Referring expression pointing data
———

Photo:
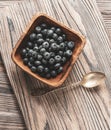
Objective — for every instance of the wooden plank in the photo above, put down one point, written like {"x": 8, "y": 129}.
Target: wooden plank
{"x": 60, "y": 110}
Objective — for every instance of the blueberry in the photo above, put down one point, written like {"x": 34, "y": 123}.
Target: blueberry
{"x": 58, "y": 31}
{"x": 30, "y": 45}
{"x": 70, "y": 45}
{"x": 40, "y": 68}
{"x": 59, "y": 39}
{"x": 64, "y": 36}
{"x": 44, "y": 61}
{"x": 33, "y": 69}
{"x": 62, "y": 46}
{"x": 32, "y": 36}
{"x": 49, "y": 33}
{"x": 40, "y": 47}
{"x": 47, "y": 39}
{"x": 44, "y": 25}
{"x": 60, "y": 53}
{"x": 54, "y": 46}
{"x": 52, "y": 54}
{"x": 31, "y": 59}
{"x": 34, "y": 54}
{"x": 60, "y": 69}
{"x": 29, "y": 65}
{"x": 51, "y": 61}
{"x": 40, "y": 41}
{"x": 23, "y": 52}
{"x": 68, "y": 53}
{"x": 53, "y": 28}
{"x": 48, "y": 76}
{"x": 54, "y": 36}
{"x": 37, "y": 63}
{"x": 45, "y": 45}
{"x": 39, "y": 36}
{"x": 38, "y": 29}
{"x": 42, "y": 50}
{"x": 57, "y": 65}
{"x": 46, "y": 70}
{"x": 25, "y": 61}
{"x": 36, "y": 48}
{"x": 63, "y": 60}
{"x": 46, "y": 55}
{"x": 51, "y": 41}
{"x": 53, "y": 73}
{"x": 39, "y": 57}
{"x": 57, "y": 58}
{"x": 30, "y": 52}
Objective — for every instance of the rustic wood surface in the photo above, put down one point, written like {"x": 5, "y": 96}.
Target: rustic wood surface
{"x": 65, "y": 110}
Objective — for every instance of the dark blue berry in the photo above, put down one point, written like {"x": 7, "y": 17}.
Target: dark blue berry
{"x": 42, "y": 50}
{"x": 46, "y": 70}
{"x": 44, "y": 32}
{"x": 53, "y": 28}
{"x": 43, "y": 25}
{"x": 25, "y": 61}
{"x": 51, "y": 61}
{"x": 39, "y": 36}
{"x": 34, "y": 54}
{"x": 39, "y": 57}
{"x": 62, "y": 46}
{"x": 40, "y": 68}
{"x": 54, "y": 46}
{"x": 38, "y": 29}
{"x": 37, "y": 63}
{"x": 44, "y": 61}
{"x": 23, "y": 52}
{"x": 30, "y": 45}
{"x": 48, "y": 76}
{"x": 60, "y": 53}
{"x": 63, "y": 60}
{"x": 32, "y": 36}
{"x": 51, "y": 41}
{"x": 45, "y": 45}
{"x": 60, "y": 69}
{"x": 59, "y": 39}
{"x": 57, "y": 65}
{"x": 46, "y": 55}
{"x": 36, "y": 48}
{"x": 31, "y": 59}
{"x": 29, "y": 65}
{"x": 33, "y": 69}
{"x": 70, "y": 45}
{"x": 68, "y": 53}
{"x": 54, "y": 36}
{"x": 53, "y": 73}
{"x": 49, "y": 33}
{"x": 40, "y": 41}
{"x": 52, "y": 54}
{"x": 58, "y": 31}
{"x": 57, "y": 58}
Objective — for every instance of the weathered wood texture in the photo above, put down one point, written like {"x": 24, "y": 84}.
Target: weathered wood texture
{"x": 69, "y": 110}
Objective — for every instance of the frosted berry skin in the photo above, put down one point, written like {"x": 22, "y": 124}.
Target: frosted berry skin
{"x": 47, "y": 50}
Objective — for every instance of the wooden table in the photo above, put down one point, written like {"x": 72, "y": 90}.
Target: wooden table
{"x": 10, "y": 114}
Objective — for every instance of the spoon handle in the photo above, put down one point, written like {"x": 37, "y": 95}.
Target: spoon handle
{"x": 41, "y": 91}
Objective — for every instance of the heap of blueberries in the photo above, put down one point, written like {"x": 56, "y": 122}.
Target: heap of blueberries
{"x": 47, "y": 50}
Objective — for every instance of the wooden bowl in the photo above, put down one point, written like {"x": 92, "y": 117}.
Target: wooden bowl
{"x": 71, "y": 35}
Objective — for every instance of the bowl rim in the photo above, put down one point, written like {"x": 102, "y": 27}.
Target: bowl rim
{"x": 35, "y": 17}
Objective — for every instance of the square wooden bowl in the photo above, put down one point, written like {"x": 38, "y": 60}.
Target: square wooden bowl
{"x": 71, "y": 35}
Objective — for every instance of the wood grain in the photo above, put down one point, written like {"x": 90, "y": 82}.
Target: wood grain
{"x": 65, "y": 110}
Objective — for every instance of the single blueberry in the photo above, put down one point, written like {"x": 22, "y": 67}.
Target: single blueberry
{"x": 32, "y": 36}
{"x": 38, "y": 29}
{"x": 33, "y": 69}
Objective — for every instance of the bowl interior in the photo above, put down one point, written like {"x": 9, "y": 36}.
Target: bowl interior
{"x": 71, "y": 35}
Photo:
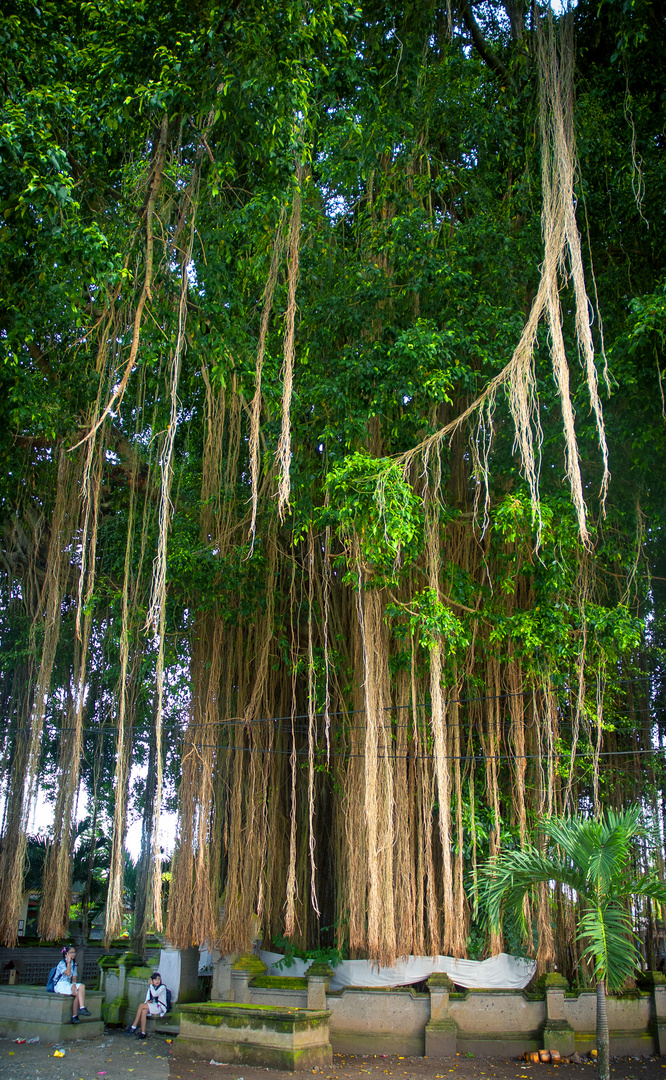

———

Return each record exactly as given, excluding any image.

Photo:
Objective — for every instance of the wooden plank in the photo above, put down one point, written like {"x": 8, "y": 129}.
Target: wooden plank
{"x": 60, "y": 110}
Objective — for every instance of the blueberry in the photo above, put down one point, written like {"x": 34, "y": 123}.
Target: blueberry
{"x": 58, "y": 31}
{"x": 30, "y": 45}
{"x": 70, "y": 45}
{"x": 40, "y": 68}
{"x": 59, "y": 39}
{"x": 64, "y": 36}
{"x": 44, "y": 61}
{"x": 33, "y": 69}
{"x": 62, "y": 46}
{"x": 32, "y": 36}
{"x": 49, "y": 33}
{"x": 40, "y": 47}
{"x": 47, "y": 39}
{"x": 44, "y": 25}
{"x": 60, "y": 53}
{"x": 54, "y": 46}
{"x": 52, "y": 54}
{"x": 31, "y": 59}
{"x": 34, "y": 54}
{"x": 60, "y": 69}
{"x": 29, "y": 65}
{"x": 51, "y": 61}
{"x": 40, "y": 41}
{"x": 23, "y": 52}
{"x": 68, "y": 53}
{"x": 53, "y": 28}
{"x": 48, "y": 76}
{"x": 54, "y": 36}
{"x": 37, "y": 63}
{"x": 45, "y": 45}
{"x": 39, "y": 36}
{"x": 38, "y": 29}
{"x": 42, "y": 50}
{"x": 57, "y": 65}
{"x": 46, "y": 70}
{"x": 25, "y": 61}
{"x": 36, "y": 48}
{"x": 63, "y": 60}
{"x": 46, "y": 55}
{"x": 51, "y": 41}
{"x": 53, "y": 73}
{"x": 39, "y": 57}
{"x": 57, "y": 58}
{"x": 30, "y": 52}
Objective — for every instance of the rustic wood surface in the photo above, put down one point, written like {"x": 5, "y": 96}.
Target: rustic wood surface
{"x": 65, "y": 110}
Objective — for every instance of the dark blue berry in the photo above, put down one point, written like {"x": 7, "y": 17}.
Target: dark blue berry
{"x": 42, "y": 50}
{"x": 46, "y": 70}
{"x": 44, "y": 32}
{"x": 53, "y": 28}
{"x": 43, "y": 25}
{"x": 25, "y": 61}
{"x": 51, "y": 61}
{"x": 39, "y": 36}
{"x": 34, "y": 54}
{"x": 39, "y": 57}
{"x": 62, "y": 46}
{"x": 40, "y": 68}
{"x": 54, "y": 46}
{"x": 38, "y": 29}
{"x": 37, "y": 63}
{"x": 44, "y": 61}
{"x": 23, "y": 52}
{"x": 30, "y": 45}
{"x": 48, "y": 76}
{"x": 60, "y": 53}
{"x": 63, "y": 60}
{"x": 32, "y": 36}
{"x": 51, "y": 41}
{"x": 45, "y": 45}
{"x": 60, "y": 69}
{"x": 59, "y": 39}
{"x": 57, "y": 65}
{"x": 46, "y": 55}
{"x": 36, "y": 48}
{"x": 31, "y": 59}
{"x": 29, "y": 65}
{"x": 33, "y": 69}
{"x": 70, "y": 45}
{"x": 68, "y": 53}
{"x": 54, "y": 36}
{"x": 53, "y": 73}
{"x": 49, "y": 33}
{"x": 40, "y": 41}
{"x": 52, "y": 54}
{"x": 58, "y": 31}
{"x": 57, "y": 58}
Objective — for every instance of the weathered wood texture in the photo above, put down one point, written like {"x": 24, "y": 84}.
Target: weathered wood texture
{"x": 69, "y": 110}
Objective — for every instance of the frosted berry skin in the photo above, put down one point, written like {"x": 22, "y": 124}.
Target: frosted berry skin
{"x": 47, "y": 50}
Objective — for every instance of the wooden table in the photo above, put down one point, written like {"x": 72, "y": 90}.
Target: wooden table
{"x": 10, "y": 114}
Objective — for every instance of the spoon handle in the photo above, put down one point, written like {"x": 37, "y": 95}.
Target: spoon handle
{"x": 41, "y": 91}
Objective — for every instance of the heap of blueberries in the photo above, put down one point, written like {"x": 56, "y": 122}.
Target: heap of blueberries
{"x": 47, "y": 50}
Objective — for every instance of the wooden bowl in the photo above, put down one point, written like {"x": 92, "y": 117}.
Target: wooden bowl
{"x": 71, "y": 35}
Objective — for every instance of the bowl rim in the photo above, put down one point, written like {"x": 102, "y": 27}.
Target: bowl rim
{"x": 35, "y": 17}
Objective — for every instance of the square wooden bowl in the photo above, put down one point, written like {"x": 38, "y": 60}.
Target: square wooden bowl
{"x": 71, "y": 35}
Objective — for every instance of the wood grain in the photo above, put down one point, written like {"x": 90, "y": 82}.
Target: wood grain
{"x": 65, "y": 110}
Objective — for every instance of the single blueberry in the photo above, put down one point, written like {"x": 22, "y": 67}.
Target: single blueberry
{"x": 32, "y": 36}
{"x": 38, "y": 29}
{"x": 33, "y": 69}
Objective — for every instance of the bowl interior in the photo above, put down one point, written like {"x": 9, "y": 36}.
Target: bowl interior
{"x": 71, "y": 35}
Photo:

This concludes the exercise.